---------- The records ----------

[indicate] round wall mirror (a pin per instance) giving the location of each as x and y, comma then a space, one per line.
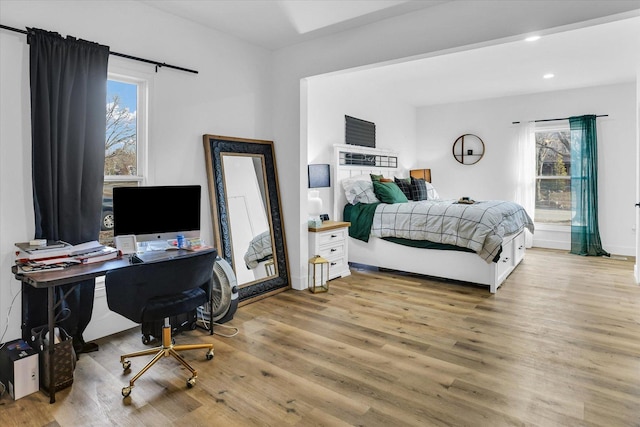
468, 149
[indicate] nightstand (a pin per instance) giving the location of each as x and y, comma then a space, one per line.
330, 242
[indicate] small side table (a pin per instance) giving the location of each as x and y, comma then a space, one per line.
330, 242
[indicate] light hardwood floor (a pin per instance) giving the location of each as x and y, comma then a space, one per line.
558, 345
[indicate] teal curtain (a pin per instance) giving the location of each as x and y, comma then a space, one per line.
585, 235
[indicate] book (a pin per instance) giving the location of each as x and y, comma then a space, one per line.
53, 255
85, 248
104, 254
50, 244
33, 267
30, 252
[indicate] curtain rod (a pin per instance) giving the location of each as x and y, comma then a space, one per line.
553, 120
122, 55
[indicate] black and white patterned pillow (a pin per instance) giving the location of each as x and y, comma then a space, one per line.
405, 186
423, 190
359, 191
419, 189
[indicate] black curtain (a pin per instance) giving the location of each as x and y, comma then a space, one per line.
68, 108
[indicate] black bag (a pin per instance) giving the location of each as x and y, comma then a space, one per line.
152, 331
64, 357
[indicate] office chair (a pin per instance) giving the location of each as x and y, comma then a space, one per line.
157, 290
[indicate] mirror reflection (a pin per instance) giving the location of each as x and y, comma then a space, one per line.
247, 206
246, 213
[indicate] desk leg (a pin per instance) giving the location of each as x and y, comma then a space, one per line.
50, 347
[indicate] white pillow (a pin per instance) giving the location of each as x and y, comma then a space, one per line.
359, 189
432, 194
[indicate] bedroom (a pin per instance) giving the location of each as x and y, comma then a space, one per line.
255, 94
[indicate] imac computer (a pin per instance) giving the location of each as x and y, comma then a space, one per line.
157, 214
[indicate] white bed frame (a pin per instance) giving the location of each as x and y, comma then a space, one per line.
455, 265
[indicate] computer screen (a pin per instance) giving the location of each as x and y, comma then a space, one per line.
155, 213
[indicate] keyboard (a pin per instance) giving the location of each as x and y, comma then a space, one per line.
160, 245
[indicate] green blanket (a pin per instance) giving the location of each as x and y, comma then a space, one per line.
360, 216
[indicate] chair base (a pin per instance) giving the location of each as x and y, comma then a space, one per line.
165, 350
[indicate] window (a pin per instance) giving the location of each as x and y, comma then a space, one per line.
124, 142
553, 175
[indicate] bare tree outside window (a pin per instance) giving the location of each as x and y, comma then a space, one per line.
121, 141
553, 180
121, 148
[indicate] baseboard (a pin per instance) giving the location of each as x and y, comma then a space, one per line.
104, 321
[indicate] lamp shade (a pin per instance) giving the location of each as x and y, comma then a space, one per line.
314, 203
421, 173
319, 176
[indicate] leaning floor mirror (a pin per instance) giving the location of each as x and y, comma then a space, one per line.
246, 213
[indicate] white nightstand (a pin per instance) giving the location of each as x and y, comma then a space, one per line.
330, 242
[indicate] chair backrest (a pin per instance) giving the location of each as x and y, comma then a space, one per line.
130, 288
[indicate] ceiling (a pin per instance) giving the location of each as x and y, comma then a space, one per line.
597, 55
274, 24
593, 56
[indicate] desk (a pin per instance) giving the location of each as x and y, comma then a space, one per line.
77, 273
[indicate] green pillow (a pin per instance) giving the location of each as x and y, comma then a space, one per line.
389, 192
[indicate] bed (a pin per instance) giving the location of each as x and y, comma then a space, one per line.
259, 256
488, 267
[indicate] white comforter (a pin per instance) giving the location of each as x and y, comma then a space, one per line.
259, 249
479, 227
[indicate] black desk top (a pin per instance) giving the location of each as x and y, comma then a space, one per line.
80, 272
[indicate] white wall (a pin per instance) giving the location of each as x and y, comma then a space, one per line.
231, 96
420, 34
495, 176
330, 98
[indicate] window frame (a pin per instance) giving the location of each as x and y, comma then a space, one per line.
142, 120
556, 126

----------

● What is being asked
An exact copy of every entry above is required, without the pictures.

● Solution to this exercise
[indicate] round wall mirror (a pin per instance) giving the location of each as x and y, comma then a space, one per line.
468, 149
[indicate] nightstand (a pin per instance) giving the location of each as x and y, comma then a space, one per line.
330, 242
[indicate] small side table (a pin per instance) giving the location of each as x and y, comma then a space, one per line.
330, 242
[indicate] light hardwood floor (a pin per instance) giving the location of each as x and y, comma then a space, one per line.
558, 345
[indicate] teal curtain (a pin per instance) giving the location of each as x and y, comma then a space, one per line.
585, 235
[indicate] book (a pin per instance) giving the location of each as x and y, comma then a space, one per line.
53, 255
85, 248
104, 254
50, 244
33, 267
30, 252
[indicate] curtain rod (a pin per instance) giving the location of each as x and y, comma then a space, one per line.
553, 120
122, 55
[indicate] black and white patterned pillow (a pin per instance) giving the location of each as x and y, comma then a space, one per line.
405, 186
423, 190
359, 191
419, 189
[indicate] black curtain (a pin per instance) giving the location of each as x and y, comma then a space, one per line.
68, 108
[indicate] black bag (a pin per instance) giving the location of each as x and y, comma then a space, one per line.
152, 331
64, 357
[indicate] office chair (a pin per instance) giving the location of each as x and y, comma then a space, one per line.
157, 290
[indicate] mirror reflection (a pin per instance) giving the location of each as x and y, comma then a space, one per line.
247, 206
246, 213
[indicate] desk leg (a pin per instance) giving the location of each as x and y, comma then a space, one per line.
50, 347
[indicate] white pillow (a pin per instance) giving the location of each as x and y, comma then a space, one per line.
359, 189
432, 194
[indicate] bedroom (a pin per instance) giving the location of each as x and y, comma then a space, one per line.
255, 94
[indicate] imac computer (a pin per instance) giving the location of each as x and y, comma then a space, one per line.
157, 214
[indicate] white bed frame (a pin per instance) giving the location of each as x and y, comma then a space, one per line.
455, 265
[indicate] computer screen (a pin per instance) giving the location of each as x and y, comma then a space, one per line.
155, 213
[indicate] keyboard (a pin per instance) giving the location of each as x and y, comma then a space, one per line.
160, 245
[indicate] green blanket (a pin per instance) giving the location of each as x and y, comma then a space, one per line.
360, 216
[indicate] chair base (a pin per instance) giving the location of each as x and y, comma then a space, one per line.
165, 350
[indicate] window (a pin per instance) giving the location of each as x and y, comma then a space, one per line.
124, 142
553, 175
[indicate] bare tree outside window (a pin per instance) giving the location of each as x and y, comma then a space, one per line.
121, 141
553, 180
121, 148
[indicate] baseboard (a pin per instance) giving the location of each as x and y, comma then a space, one per line.
104, 321
[indicate] lamp shade (a pin per instance) giving the location of each as x and y, comma then a space, one per line.
314, 203
421, 173
319, 176
[indicate] leaning floor mirror (a pin per instance) giving the location of each as x and y, comma then a space, one per line.
246, 213
[indicate] white nightstand (a pin per instance) giving the location of each as x and y, comma then a space, one per line.
330, 242
[indicate] chair backrest (a pin per instance) giving the location of each as x and y, comma then a space, one per line.
130, 288
[indicate] ceiling (a pin per instance) giving the location of each as x and y, comma then a space, one per line.
597, 55
274, 24
593, 56
[indicate] desk (a pin per instance) giving the location of each as x and y, comma then a space, one per line.
77, 273
[indicate] green pillow (a pin per instance) giving the location of each as x and y, comma then a space, one per line.
389, 192
[indicate] bed (a pin per instance) giving the location of each as x and y, comma then a space, one per line.
259, 256
488, 267
[indicate] white comforter (a pin per instance) giving the location of each as x and y, comma then a space, one per line.
259, 249
479, 227
[indicate] black desk top (a pin per instance) giving the location of each as x and y, comma then a space, one per line.
80, 272
[indicate] white wall (a pin per instance) giving the location of each as x and y, comma then a space, one per line.
231, 96
420, 34
495, 176
330, 98
[indicate] window frame (a pin per instance) giving the location of each as x and y, comma then a space, one per line.
142, 120
556, 126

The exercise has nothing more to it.